I need to make an infographic of Red Flags that your partner is craving your domination. They make them for all sorts of horrible diseases, real and imagined.... why not this? Because I now can feel it coming and it comes more often now. Being connected is so so sweet that as soon as we start to drift into busyness, I start feeling the jitters. Once those jitters hit, I know I'm going to snap at someone over nothing within 24 hours. Oh I can try, but it's awfully hard to fight off those jitters. My kids pick up on it and their behavior gets whiny. In the back of my head, I realize I'm just waiting for my husband to tell me he's had it.
When I stay in a jittery spell but have to be patient until there's time to responsibly have our fun, I am reminded of how good this thing is for us. When we get wildly busy and my husband is up late working, he'll always tells me to let him know if I need him. I'm usually exhausted and fall asleep quickly. Too many nights I let the temptation of enjoying a quiet house suck me into reading far after bedtime.
Quite recently, I realized this reading books, blogs, and comments during times of low communication is slippery slope. When I'm reading a sexy novel, I'm exposed to some dominant sex scenes with couple who do not exist in real life. They don't have to worry about cleaning up the bathroom after toddler bath time, that time of the month, or children's meltdowns at bedtime. Book characters don't have toddlers yelling at them about socks in the morning. They're leisurely enjoying coffee and morning blowjobs. I didn't realize until very, very recently how those books can build expectations in my mind! It's easy enough to tell my husband "this book is hot!" or "this scene looks fun!" but I fall asleep and then the day starts all over again. My husband may not even know y'all are picking up ginger for more than cooking and I'm wondering if it would be horrible or fun! So there's my warning on reading... talk to my husband about what I'm reading!

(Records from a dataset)
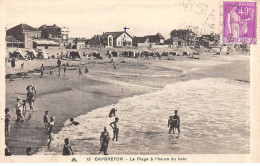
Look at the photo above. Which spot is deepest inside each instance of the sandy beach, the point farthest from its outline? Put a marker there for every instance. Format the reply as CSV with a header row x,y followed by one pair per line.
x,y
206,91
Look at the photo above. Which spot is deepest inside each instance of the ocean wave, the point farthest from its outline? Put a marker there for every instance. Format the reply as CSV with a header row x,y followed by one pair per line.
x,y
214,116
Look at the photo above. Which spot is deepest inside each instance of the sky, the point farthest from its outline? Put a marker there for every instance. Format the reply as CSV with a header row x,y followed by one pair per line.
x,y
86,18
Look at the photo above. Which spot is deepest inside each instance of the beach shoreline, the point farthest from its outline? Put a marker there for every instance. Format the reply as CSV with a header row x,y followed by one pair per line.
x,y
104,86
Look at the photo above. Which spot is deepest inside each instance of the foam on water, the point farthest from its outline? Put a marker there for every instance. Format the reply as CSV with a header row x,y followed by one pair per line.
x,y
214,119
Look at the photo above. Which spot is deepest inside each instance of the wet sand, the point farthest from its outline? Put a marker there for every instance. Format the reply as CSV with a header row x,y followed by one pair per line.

...

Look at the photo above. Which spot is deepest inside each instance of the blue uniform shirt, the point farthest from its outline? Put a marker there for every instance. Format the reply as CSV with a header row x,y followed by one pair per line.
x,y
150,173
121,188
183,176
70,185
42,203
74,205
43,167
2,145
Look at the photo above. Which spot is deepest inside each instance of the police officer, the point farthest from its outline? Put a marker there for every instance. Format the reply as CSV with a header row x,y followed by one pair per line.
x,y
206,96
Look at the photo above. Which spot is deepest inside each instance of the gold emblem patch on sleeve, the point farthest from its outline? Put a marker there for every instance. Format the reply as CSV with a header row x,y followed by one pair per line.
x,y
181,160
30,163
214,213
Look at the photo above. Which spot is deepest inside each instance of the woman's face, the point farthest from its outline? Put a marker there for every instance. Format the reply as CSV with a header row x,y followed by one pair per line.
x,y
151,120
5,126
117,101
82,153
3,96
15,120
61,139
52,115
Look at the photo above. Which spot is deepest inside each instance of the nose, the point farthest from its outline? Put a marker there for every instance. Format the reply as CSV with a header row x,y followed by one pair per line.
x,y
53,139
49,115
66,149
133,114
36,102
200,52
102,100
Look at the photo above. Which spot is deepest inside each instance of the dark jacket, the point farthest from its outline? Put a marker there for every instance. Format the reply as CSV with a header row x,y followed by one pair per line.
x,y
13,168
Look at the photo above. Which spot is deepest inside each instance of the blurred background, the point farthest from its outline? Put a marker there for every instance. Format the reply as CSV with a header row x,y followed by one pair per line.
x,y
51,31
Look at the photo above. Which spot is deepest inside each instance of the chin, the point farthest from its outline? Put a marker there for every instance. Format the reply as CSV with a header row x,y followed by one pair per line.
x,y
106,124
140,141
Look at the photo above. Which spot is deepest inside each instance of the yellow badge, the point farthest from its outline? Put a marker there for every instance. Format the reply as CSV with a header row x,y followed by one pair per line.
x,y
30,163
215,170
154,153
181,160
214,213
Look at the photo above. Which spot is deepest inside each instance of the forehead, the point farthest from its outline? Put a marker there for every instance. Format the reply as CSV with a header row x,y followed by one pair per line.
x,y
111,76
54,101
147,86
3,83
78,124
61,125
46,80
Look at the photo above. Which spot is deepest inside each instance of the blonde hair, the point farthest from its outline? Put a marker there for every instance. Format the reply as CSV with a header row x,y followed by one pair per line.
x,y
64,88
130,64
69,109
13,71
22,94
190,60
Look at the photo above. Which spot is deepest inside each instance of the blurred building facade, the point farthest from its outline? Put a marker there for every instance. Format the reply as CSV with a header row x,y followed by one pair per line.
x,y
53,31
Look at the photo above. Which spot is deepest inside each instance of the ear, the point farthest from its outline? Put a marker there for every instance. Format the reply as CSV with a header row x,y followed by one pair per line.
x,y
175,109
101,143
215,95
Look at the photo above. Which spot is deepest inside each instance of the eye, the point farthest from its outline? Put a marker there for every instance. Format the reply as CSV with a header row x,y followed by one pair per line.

## ACTIONS TO TAKE
• A. Set down the stretch of the post from "I need to make" through "he's had it.".
• B. Shorten the paragraph of the post that begins "When I stay in a jittery spell", keeping its main facts.

## ANSWERS FOR THE EXERCISE
• A.
I need to make an infographic of Red Flags that your partner is craving your domination. They make them for all sorts of horrible diseases, real and imagined.... why not this? Because I now can feel it coming and it comes more often now. Being connected is so so sweet that as soon as we start to drift into busyness, I start feeling the jitters. Once those jitters hit, I know I'm going to snap at someone over nothing within 24 hours. Oh I can try, but it's awfully hard to fight off those jitters. My kids pick up on it and their behavior gets whiny. In the back of my head, I realize I'm just waiting for my husband to tell me he's had it.

• B. Having to wait out a jittery spell until there's responsible time for fun reminds me how good this is for us. When we're very busy and my husband works late, he always tells me to let him know if I need him. I'm usually exhausted and fall asleep fast, yet too many nights the quiet house tempts me to read long past bedtime.